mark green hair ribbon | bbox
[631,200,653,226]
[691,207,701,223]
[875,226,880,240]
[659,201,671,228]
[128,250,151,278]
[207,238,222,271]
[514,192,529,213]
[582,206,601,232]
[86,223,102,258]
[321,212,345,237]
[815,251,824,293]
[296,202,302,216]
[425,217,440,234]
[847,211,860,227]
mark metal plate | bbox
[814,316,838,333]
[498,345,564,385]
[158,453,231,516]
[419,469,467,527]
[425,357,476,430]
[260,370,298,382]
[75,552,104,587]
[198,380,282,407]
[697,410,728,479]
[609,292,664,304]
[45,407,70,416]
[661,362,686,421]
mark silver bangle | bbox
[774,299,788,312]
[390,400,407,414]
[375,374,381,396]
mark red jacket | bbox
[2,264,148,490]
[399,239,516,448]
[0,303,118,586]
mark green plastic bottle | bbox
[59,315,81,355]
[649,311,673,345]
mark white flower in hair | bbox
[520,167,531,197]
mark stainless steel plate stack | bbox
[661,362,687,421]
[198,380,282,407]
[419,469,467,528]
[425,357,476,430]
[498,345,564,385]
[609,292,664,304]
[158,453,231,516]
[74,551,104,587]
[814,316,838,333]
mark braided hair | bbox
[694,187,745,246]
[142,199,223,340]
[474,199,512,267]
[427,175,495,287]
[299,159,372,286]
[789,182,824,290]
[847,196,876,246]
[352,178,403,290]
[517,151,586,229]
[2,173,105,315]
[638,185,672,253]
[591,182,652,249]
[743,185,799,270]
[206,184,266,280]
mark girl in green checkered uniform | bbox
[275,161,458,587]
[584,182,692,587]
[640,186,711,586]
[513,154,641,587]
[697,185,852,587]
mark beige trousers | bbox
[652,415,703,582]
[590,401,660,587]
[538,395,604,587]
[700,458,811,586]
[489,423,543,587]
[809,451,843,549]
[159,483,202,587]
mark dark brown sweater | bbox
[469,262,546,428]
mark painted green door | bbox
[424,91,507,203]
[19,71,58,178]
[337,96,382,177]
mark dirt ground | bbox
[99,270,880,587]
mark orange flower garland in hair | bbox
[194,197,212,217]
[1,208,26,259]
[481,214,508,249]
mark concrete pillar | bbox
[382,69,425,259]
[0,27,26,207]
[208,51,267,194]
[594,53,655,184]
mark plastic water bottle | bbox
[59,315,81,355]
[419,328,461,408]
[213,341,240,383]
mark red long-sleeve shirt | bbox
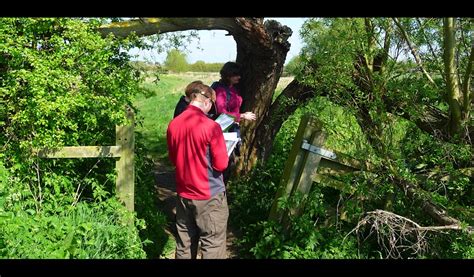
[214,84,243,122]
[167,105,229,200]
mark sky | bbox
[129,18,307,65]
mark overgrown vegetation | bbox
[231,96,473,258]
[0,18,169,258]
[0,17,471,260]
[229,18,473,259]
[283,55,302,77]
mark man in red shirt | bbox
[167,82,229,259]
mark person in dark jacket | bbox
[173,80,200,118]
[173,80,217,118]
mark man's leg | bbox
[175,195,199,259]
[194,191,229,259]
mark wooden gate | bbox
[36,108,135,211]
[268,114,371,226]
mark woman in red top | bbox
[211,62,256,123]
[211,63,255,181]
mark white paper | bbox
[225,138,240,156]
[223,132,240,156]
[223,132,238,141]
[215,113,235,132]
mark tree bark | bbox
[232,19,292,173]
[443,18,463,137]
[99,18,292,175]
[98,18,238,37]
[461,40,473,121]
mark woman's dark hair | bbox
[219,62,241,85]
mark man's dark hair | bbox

Problem requirements –
Your copy should match every record exactly and contain no pictures.

Response below –
mark green hair ribbon | bbox
[631,200,653,226]
[691,207,701,223]
[875,226,880,240]
[659,201,671,228]
[128,250,151,278]
[207,238,222,271]
[514,192,529,213]
[582,206,601,232]
[86,223,102,258]
[321,212,345,237]
[815,251,824,293]
[296,202,302,216]
[425,217,440,234]
[847,211,860,227]
mark metal plate | bbox
[814,316,838,333]
[498,345,564,385]
[158,453,231,516]
[419,469,467,527]
[425,357,476,430]
[260,370,298,382]
[75,552,104,587]
[198,380,282,407]
[697,410,728,479]
[609,292,664,304]
[45,407,70,416]
[661,362,686,421]
mark silver bangle | bbox
[774,299,788,312]
[390,400,407,414]
[375,374,381,396]
mark red jacket | bbox
[2,264,148,490]
[399,239,516,448]
[0,303,118,586]
mark green plastic bottle | bbox
[59,315,81,355]
[649,311,673,345]
mark white flower in hair | bbox
[520,167,531,197]
mark stainless steel plate stack | bbox
[661,362,687,421]
[198,380,282,407]
[419,469,467,528]
[425,357,476,430]
[498,345,564,385]
[609,292,664,304]
[158,453,231,516]
[74,551,104,587]
[814,316,838,333]
mark braided hair | bbox
[694,187,745,246]
[142,199,223,340]
[474,199,512,267]
[427,175,495,287]
[299,159,372,286]
[789,182,824,290]
[847,196,876,246]
[352,178,403,290]
[517,151,586,229]
[2,173,105,315]
[638,185,672,253]
[591,182,652,249]
[743,185,799,270]
[206,184,266,280]
mark girl in green checkered uniform | bbox
[275,161,458,587]
[584,182,692,587]
[640,186,711,586]
[513,154,641,587]
[697,185,852,587]
mark beige trousers | bbox
[652,415,703,582]
[590,401,660,587]
[538,395,604,587]
[700,458,811,586]
[489,423,543,587]
[809,451,843,549]
[159,483,202,587]
mark dark brown sweater | bbox
[469,262,546,428]
mark painted green door | bbox
[424,91,507,203]
[19,71,58,178]
[337,96,382,177]
mark dirt ground | bbox
[99,270,880,587]
mark orange flower garland in hair | bbox
[194,197,212,217]
[1,208,26,259]
[481,214,508,249]
mark concrete pillar | bbox
[382,69,425,259]
[0,27,26,207]
[208,51,267,194]
[594,53,655,184]
mark plastic water bottle | bbox
[59,315,81,355]
[419,328,461,408]
[213,341,240,383]
mark red long-sleeve shirt | bbox
[214,84,243,122]
[167,105,229,200]
mark sky | bbox
[129,18,307,65]
mark overgrown vegetation | bbox
[231,96,473,258]
[0,18,169,258]
[0,17,471,260]
[229,18,473,259]
[283,55,302,77]
mark man in red shirt | bbox
[167,82,229,259]
mark person in dark jacket | bbox
[173,80,200,118]
[173,80,217,118]
mark man's leg | bbox
[175,195,199,259]
[194,191,229,259]
mark wooden gate | bbox
[36,108,135,211]
[268,114,371,226]
mark woman in red top | bbox
[211,62,256,123]
[211,63,255,181]
mark white paper | bbox
[225,138,240,156]
[223,132,240,156]
[223,132,238,141]
[215,113,235,132]
mark tree bark | bbox
[232,19,292,173]
[443,18,463,137]
[99,18,292,175]
[98,18,238,37]
[461,40,473,121]
mark woman's dark hair | bbox
[219,62,241,85]
mark man's dark hair | bbox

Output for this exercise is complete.